▽
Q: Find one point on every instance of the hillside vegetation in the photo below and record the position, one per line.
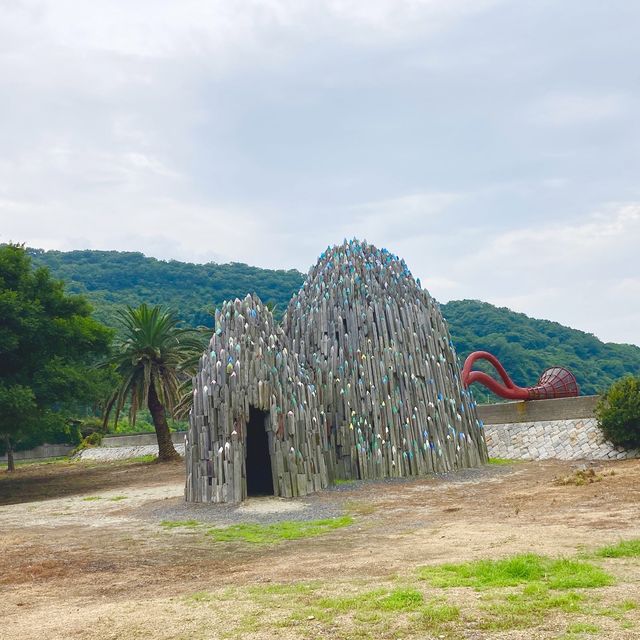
(111, 279)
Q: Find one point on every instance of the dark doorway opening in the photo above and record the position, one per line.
(258, 463)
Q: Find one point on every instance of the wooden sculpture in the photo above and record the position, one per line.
(361, 380)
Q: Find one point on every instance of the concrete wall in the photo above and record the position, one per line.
(43, 451)
(140, 440)
(56, 450)
(564, 429)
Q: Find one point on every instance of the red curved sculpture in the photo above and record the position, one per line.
(556, 382)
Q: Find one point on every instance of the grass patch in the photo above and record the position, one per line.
(379, 600)
(527, 608)
(617, 610)
(582, 477)
(150, 457)
(582, 627)
(293, 589)
(200, 596)
(434, 614)
(623, 549)
(276, 532)
(174, 524)
(359, 508)
(517, 570)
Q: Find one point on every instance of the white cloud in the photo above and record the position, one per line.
(475, 137)
(561, 110)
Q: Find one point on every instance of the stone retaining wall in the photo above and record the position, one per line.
(564, 429)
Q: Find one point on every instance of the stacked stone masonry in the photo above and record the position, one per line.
(578, 439)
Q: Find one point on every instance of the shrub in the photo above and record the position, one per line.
(92, 440)
(618, 413)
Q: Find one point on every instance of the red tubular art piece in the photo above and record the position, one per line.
(555, 382)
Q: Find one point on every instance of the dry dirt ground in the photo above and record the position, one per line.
(83, 554)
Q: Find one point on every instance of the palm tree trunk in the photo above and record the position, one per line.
(10, 463)
(166, 450)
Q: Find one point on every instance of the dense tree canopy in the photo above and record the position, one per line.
(524, 345)
(48, 341)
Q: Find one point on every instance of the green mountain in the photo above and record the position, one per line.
(525, 346)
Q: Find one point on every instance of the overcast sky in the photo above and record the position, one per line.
(494, 145)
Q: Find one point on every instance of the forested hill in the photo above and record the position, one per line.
(112, 279)
(526, 346)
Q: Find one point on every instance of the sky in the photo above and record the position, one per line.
(494, 145)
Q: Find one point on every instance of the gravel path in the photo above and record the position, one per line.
(330, 503)
(122, 453)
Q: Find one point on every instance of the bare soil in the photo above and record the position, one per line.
(83, 553)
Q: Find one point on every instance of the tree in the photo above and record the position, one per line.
(153, 357)
(618, 412)
(48, 342)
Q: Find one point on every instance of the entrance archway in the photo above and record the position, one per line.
(258, 462)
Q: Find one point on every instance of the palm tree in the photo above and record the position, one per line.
(153, 357)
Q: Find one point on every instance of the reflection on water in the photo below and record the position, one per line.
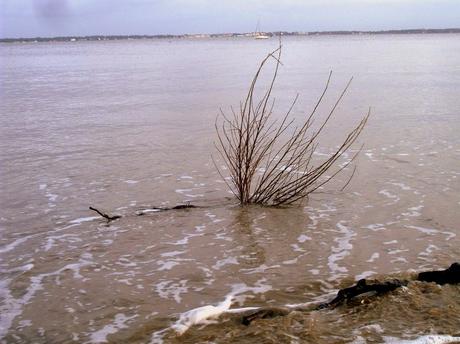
(129, 125)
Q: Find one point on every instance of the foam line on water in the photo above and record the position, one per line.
(430, 339)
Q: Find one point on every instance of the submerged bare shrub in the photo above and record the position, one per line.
(267, 165)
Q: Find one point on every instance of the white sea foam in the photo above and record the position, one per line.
(241, 288)
(374, 257)
(430, 339)
(388, 194)
(50, 241)
(302, 238)
(168, 289)
(166, 265)
(11, 246)
(201, 315)
(226, 261)
(432, 231)
(375, 227)
(365, 274)
(118, 324)
(342, 250)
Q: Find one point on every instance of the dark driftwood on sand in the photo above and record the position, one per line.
(177, 207)
(363, 286)
(143, 211)
(448, 276)
(107, 217)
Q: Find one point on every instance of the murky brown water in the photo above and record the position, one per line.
(124, 125)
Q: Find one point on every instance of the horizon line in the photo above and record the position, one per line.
(227, 34)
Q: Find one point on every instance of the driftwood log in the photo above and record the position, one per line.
(363, 286)
(143, 211)
(104, 215)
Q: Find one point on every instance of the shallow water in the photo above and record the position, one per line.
(127, 125)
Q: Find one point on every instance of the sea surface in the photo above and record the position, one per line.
(128, 125)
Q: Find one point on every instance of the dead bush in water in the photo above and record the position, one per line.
(268, 166)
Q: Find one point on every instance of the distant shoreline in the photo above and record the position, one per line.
(222, 35)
△
### [Work instruction]
Everything from the line containing "Q: Find one point on every instance of the distant" through the final line above must be copied exactly, with both ends kept.

### [Answer box]
Q: Find one point on every instance of the distant shoreline in the photo above and record the position, one per line.
(222, 35)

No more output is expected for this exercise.